> Selected extract:
▶

Retraction Watch wrote an interesting post this week about the partial retraction of a 2007 article because the authors could not provide the original research data. The retraction concerns a figure in which two panels appear to show the same information. Because the authors could not provide the original data to either prove or disprove this concern, the figure was retracted.
What matters here is not whether or not there was an actual error (we don’t know the answer), but that the absence of original research data led to a retraction. In how many other cases has there been concern about research results that can’t be addressed for lack of original data? Retraction is one possible outcome in such situations and this should raise an alarm for many researchers.
All of this leads to a very interesting question: for how long does a researcher need to retain their original data after the corresponding article is published?
The article in question would put that time at at least 6 years, but it’s not always clear what the ideal number should be. Even when you can find explicit retention policies, you’ll likely find different time durations in each policy. The many examples below illustrate how varied data retention policies are.
Data Retention Policies
One source for retention policies is universities, which are perhaps the most heterogeneous retention policy type. For example, the University of Kentucky expects their researchers to keep data “for a period of five years after publication or submission of the final report […], whichever is longer” (source), while Northwestern University data “must be retained for a minimum of three years after the financial report for the project period has been submitted” (source). These university policies really run the gamut. I’ve seen universities that mandate data retention for at least 7 years, universities have no research data policies at all, and universities that do not provide a clear retention time even though they have other data policies.

◀

> Available data:
▶

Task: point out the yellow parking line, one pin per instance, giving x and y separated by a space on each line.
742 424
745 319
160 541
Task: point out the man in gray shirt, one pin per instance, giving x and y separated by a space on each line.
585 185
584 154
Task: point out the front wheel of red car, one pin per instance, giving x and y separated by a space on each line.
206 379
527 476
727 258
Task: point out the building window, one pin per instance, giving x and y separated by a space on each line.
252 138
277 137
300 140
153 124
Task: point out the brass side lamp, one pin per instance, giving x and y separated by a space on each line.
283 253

◀

> What you need to do:
[A] Say whether each statement agrees with the post on data retention. Answer yes or no for each, and quote the words of the post that decide it.
(i) The 2007 article was retracted in full.
(ii) The authors were unable to supply the original data.
(iii) Northwestern University requires data to be kept for at least five years after publication.
[B] Rewrite a stretch of the post on data retention, renaming "figure" as "chart". Begin at the words "Retraction Watch wrote" and stop after "for many researchers.".
[C] According to the post on data retention, how long does the University of Kentucky expect its researchers to keep data?

> Answers to the problems:
[A]
(i) No: "the partial retraction of a 2007 article"
(ii) Yes: "Because the authors could not provide the original data to either prove or disprove this concern, the figure was retracted."
(iii) No: "must be retained for a minimum of three years after the financial report for the project period has been submitted"

[B]
Retraction Watch wrote an interesting post this week about the partial retraction of a 2007 article because the authors could not provide the original research data. The retraction concerns a chart in which two panels appear to show the same information. Because the authors could not provide the original data to either prove or disprove this concern, the chart was retracted.
What matters here is not whether or not there was an actual error (we don’t know the answer), but that the absence of original research data led to a retraction. In how many other cases has there been concern about research results that can’t be addressed for lack of original data? Retraction is one possible outcome in such situations and this should raise an alarm for many researchers.

[C] Five years after publication or after submission of the final report, whichever is longer.